STATED EXERCISE:
Repeat the material in full. Keep every line exactly as it is.
:: TASK INPUT
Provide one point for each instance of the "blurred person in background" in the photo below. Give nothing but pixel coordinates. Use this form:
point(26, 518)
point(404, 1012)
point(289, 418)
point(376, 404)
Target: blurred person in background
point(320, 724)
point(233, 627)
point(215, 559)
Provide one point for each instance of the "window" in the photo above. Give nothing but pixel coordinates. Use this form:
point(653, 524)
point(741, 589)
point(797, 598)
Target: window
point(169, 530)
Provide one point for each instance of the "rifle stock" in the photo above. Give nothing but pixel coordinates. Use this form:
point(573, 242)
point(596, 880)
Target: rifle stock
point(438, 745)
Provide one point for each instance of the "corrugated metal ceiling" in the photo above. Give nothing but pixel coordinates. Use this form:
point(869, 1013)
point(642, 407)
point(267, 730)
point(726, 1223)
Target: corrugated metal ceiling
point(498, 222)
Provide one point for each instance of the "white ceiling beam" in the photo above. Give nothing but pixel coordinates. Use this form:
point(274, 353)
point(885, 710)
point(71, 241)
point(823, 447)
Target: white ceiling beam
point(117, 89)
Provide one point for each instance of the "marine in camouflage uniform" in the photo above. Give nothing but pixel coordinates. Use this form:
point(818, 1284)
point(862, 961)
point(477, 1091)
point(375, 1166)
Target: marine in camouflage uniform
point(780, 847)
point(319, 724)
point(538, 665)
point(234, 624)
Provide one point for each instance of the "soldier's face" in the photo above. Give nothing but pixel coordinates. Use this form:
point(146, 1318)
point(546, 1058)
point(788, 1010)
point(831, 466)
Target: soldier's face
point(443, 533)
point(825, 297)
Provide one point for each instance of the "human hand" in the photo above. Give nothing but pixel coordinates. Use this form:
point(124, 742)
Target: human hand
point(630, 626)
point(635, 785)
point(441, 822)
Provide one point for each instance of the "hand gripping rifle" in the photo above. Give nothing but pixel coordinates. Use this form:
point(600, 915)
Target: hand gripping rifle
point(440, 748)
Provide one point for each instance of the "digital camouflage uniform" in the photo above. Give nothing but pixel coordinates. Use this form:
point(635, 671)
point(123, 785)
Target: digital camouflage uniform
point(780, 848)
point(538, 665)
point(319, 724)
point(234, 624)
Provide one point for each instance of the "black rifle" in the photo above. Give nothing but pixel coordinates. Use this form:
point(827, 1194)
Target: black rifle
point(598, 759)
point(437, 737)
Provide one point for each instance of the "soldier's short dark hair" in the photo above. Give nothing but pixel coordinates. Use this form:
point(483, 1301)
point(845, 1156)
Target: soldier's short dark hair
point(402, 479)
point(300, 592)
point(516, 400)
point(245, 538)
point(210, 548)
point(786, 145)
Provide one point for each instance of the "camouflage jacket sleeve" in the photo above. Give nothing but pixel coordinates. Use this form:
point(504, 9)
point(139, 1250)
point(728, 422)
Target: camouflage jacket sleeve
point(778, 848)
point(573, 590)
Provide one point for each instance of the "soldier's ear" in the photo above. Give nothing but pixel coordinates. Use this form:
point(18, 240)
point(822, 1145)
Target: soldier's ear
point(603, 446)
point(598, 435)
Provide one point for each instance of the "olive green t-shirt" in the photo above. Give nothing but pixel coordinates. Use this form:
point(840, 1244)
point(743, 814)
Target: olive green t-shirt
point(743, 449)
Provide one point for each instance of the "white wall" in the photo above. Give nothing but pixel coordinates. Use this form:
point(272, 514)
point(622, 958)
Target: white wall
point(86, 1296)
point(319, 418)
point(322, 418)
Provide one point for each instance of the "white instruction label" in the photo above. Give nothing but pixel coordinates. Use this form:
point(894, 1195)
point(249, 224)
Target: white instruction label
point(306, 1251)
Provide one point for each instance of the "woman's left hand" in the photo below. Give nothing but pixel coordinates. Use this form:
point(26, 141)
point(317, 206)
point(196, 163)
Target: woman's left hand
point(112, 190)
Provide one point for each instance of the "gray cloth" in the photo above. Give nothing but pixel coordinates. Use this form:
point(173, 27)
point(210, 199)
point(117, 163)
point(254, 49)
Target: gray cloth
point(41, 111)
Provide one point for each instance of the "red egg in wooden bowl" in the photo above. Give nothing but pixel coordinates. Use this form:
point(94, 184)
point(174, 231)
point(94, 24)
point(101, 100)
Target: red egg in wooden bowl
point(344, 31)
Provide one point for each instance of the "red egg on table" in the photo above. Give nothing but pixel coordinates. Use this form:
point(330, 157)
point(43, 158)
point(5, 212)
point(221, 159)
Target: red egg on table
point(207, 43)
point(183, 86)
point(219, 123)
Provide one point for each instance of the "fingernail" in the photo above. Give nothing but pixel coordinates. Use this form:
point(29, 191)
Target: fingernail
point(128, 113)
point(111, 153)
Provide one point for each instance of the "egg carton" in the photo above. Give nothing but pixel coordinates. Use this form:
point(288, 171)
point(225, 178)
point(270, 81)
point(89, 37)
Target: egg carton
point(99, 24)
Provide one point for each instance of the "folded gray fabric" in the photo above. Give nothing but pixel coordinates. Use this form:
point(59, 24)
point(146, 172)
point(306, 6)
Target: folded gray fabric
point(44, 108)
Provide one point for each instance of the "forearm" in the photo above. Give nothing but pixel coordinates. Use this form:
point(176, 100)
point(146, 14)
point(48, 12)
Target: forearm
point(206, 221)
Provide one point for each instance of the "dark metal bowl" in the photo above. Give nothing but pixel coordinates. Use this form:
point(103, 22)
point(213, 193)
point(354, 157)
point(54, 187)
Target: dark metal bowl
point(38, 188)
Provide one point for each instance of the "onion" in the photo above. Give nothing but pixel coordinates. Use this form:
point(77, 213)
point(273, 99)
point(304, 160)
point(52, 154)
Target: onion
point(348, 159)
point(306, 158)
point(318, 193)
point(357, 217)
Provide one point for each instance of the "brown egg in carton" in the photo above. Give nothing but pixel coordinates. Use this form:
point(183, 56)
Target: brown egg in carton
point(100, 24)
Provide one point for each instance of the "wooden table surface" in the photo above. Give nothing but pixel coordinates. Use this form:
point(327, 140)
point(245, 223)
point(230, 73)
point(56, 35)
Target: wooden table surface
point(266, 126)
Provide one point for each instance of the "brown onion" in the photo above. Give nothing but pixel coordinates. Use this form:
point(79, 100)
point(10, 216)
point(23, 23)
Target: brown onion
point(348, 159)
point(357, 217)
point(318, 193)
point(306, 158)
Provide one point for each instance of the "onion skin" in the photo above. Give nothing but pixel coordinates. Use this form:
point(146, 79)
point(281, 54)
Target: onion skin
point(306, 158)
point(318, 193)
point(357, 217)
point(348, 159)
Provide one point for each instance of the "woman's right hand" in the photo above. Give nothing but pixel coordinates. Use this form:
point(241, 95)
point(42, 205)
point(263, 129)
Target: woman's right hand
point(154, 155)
::::
SOLVED EXERCISE:
Provide one point for each instance of the "blurred person in background" in the photo below. Give nothing but pixel coordinates. Use this form:
point(26, 518)
point(404, 1012)
point(289, 418)
point(376, 404)
Target: blurred person in background
point(320, 724)
point(233, 627)
point(215, 559)
Provide one point for each instance of the "window" in the photo above. Give nothing but pixel coordinates. Use this form:
point(653, 524)
point(741, 589)
point(797, 598)
Target: window
point(169, 530)
Provide one point for each instance of the "rifle stock" in the photo above. Give nothing but pixel coordinates. Use this form:
point(573, 242)
point(596, 880)
Target: rifle stock
point(438, 745)
Provide one point for each instance of the "corrugated metal ceiling" in the photo above. Give nothing but pixel coordinates. Use this form:
point(869, 1013)
point(642, 407)
point(267, 730)
point(726, 1223)
Target: corrugated metal ceiling
point(498, 222)
Provide one point for each instance of the "white ceiling beam" in the photo above. Give nothing but pixel coordinates. Use this form:
point(274, 353)
point(885, 710)
point(71, 241)
point(823, 447)
Target: white ceiling beam
point(117, 89)
Provide one point for each instance of the "marine in camouflage uniform" in the photo above. Give nothing but pixel coordinates. Use this form:
point(818, 1284)
point(862, 961)
point(477, 1091)
point(375, 1166)
Target: marine in camouflage uniform
point(780, 847)
point(319, 724)
point(538, 665)
point(234, 624)
Provide one point for each instance of the "soldier's face" in the photo above. Give nothing but pixel coordinates. Use this form:
point(146, 1318)
point(546, 1058)
point(788, 1010)
point(831, 466)
Target: soldier's face
point(443, 533)
point(825, 297)
Provide one point for each instance of the "human hand" in the photo above. Give nothing but pixel coordinates. Use this form:
point(124, 742)
Target: human hand
point(630, 626)
point(635, 785)
point(441, 822)
Provide one point for each instance of the "hand gripping rifle" in the photo above. Give nothing but pixel coordinates. Use this form:
point(600, 915)
Target: hand gripping rifle
point(440, 748)
Provide one point for each instance of the "digital camouflage uniform" in the photo above. Give nothing but pixel coordinates. Use this form:
point(635, 671)
point(123, 785)
Target: digital camouflage uniform
point(780, 848)
point(538, 665)
point(319, 724)
point(234, 624)
Provide one point for each instance of the "black rifle" in the photo above. Give nothing but pixel coordinates. Use this form:
point(827, 1194)
Target: black rifle
point(598, 759)
point(437, 737)
Provide one point for each instance of the "soldier's short dark hair" in the photo above. Give nothing but pixel coordinates. Use this form:
point(483, 1301)
point(845, 1156)
Target: soldier's short dark hair
point(402, 479)
point(300, 592)
point(516, 400)
point(245, 538)
point(210, 548)
point(786, 145)
Provide one point for each instance of the "camouflage jacket sleeve" in the photo above. Give nothing but pixel coordinates. Use this form:
point(504, 9)
point(139, 1250)
point(728, 422)
Target: camouflage jacket sleeve
point(778, 848)
point(573, 590)
Provide one point for each instance of the "soldier's ear" in the photo above. Give nothing but pixel coordinates. Use this form:
point(18, 240)
point(822, 1145)
Target: soldier's ear
point(603, 446)
point(598, 435)
Provide one point for each instance of the "olive green t-shirt" in the photo above. Give nothing but pixel coordinates. Use this form:
point(840, 1244)
point(743, 814)
Target: olive green t-shirt
point(743, 449)
Provide one point for each instance of the "white wall" in the photo above. Give nothing but pixel coordinates. Use this form:
point(272, 514)
point(622, 958)
Target: white wall
point(86, 1296)
point(319, 418)
point(322, 418)
Provide one point for each instance of the "white instruction label" in the photo above. Give nothing but pixel coordinates. Use this form:
point(894, 1195)
point(249, 224)
Target: white instruction label
point(306, 1251)
Provide one point for each instance of the "woman's left hand" in the photo below. Give nothing but pixel coordinates. Use this form:
point(26, 141)
point(317, 206)
point(196, 163)
Target: woman's left hand
point(112, 190)
Provide one point for each instance of the "gray cloth" in the photo above. Give nothing but pixel coordinates. Use this form:
point(173, 27)
point(210, 199)
point(117, 163)
point(254, 49)
Target: gray cloth
point(41, 111)
Provide one point for each instance of the "red egg in wooden bowl" in the photo above. Give nothing but pixel coordinates. Use this form:
point(94, 184)
point(174, 231)
point(94, 24)
point(101, 100)
Target: red egg in wooden bowl
point(344, 31)
Provide one point for each instance of the "red egg on table" in the photo above. Give nothing but pixel coordinates. Use this form:
point(330, 157)
point(43, 158)
point(5, 212)
point(221, 159)
Target: red egg on table
point(207, 43)
point(183, 86)
point(219, 123)
Provide one point for each instance of the "fingernail" in the photo above. Give nothing but pixel coordinates. Use this form:
point(29, 191)
Target: fingernail
point(128, 113)
point(111, 153)
Provide one point for each instance of the "egg carton" in the photo above. Give nothing but pixel coordinates. Use this form:
point(288, 171)
point(225, 178)
point(270, 81)
point(89, 37)
Target: egg carton
point(99, 24)
Provide one point for each instance of the "folded gray fabric" in the photo above. Give nothing but pixel coordinates. Use this form:
point(59, 24)
point(146, 172)
point(306, 6)
Target: folded gray fabric
point(44, 108)
Provide one point for each instance of the "forearm" in the photo above. Give nothing but pixel coordinates. Use this form:
point(176, 100)
point(146, 14)
point(48, 12)
Target: forearm
point(206, 221)
Provide one point for each instance of the "dark metal bowl" in the photo above. Give nothing but pixel coordinates. Use this form:
point(103, 22)
point(213, 193)
point(354, 157)
point(54, 187)
Target: dark metal bowl
point(38, 188)
Provide one point for each instance of the "onion" in the photo above. Give nothing but pixel coordinates. Use this form:
point(77, 213)
point(273, 99)
point(304, 160)
point(52, 154)
Target: onion
point(348, 159)
point(306, 158)
point(318, 193)
point(357, 217)
Provide one point for each instance of the "brown egg in carton" in the photo above. Give nothing but pixel coordinates. Use this form:
point(183, 56)
Target: brown egg in carton
point(100, 24)
Provide one point for each instance of the "wooden table surface" in the photo above. Give nothing but pixel coordinates. Use this form:
point(327, 140)
point(245, 223)
point(230, 73)
point(56, 35)
Target: wooden table surface
point(266, 126)
Provide one point for each instance of the "brown onion" in the photo above. Give nothing but pixel coordinates. Use this form:
point(79, 100)
point(10, 216)
point(23, 23)
Target: brown onion
point(348, 159)
point(357, 217)
point(318, 193)
point(306, 158)
Provide one point for each instance of the "onion skin" in the photo above. Give nothing but pixel coordinates. Use this form:
point(146, 79)
point(281, 54)
Target: onion skin
point(306, 158)
point(318, 193)
point(357, 217)
point(348, 159)
Provide one point for each instance of the "woman's right hand" in the photo above. Give nothing but pixel coordinates. Use this form:
point(241, 95)
point(42, 205)
point(263, 129)
Target: woman's right hand
point(154, 155)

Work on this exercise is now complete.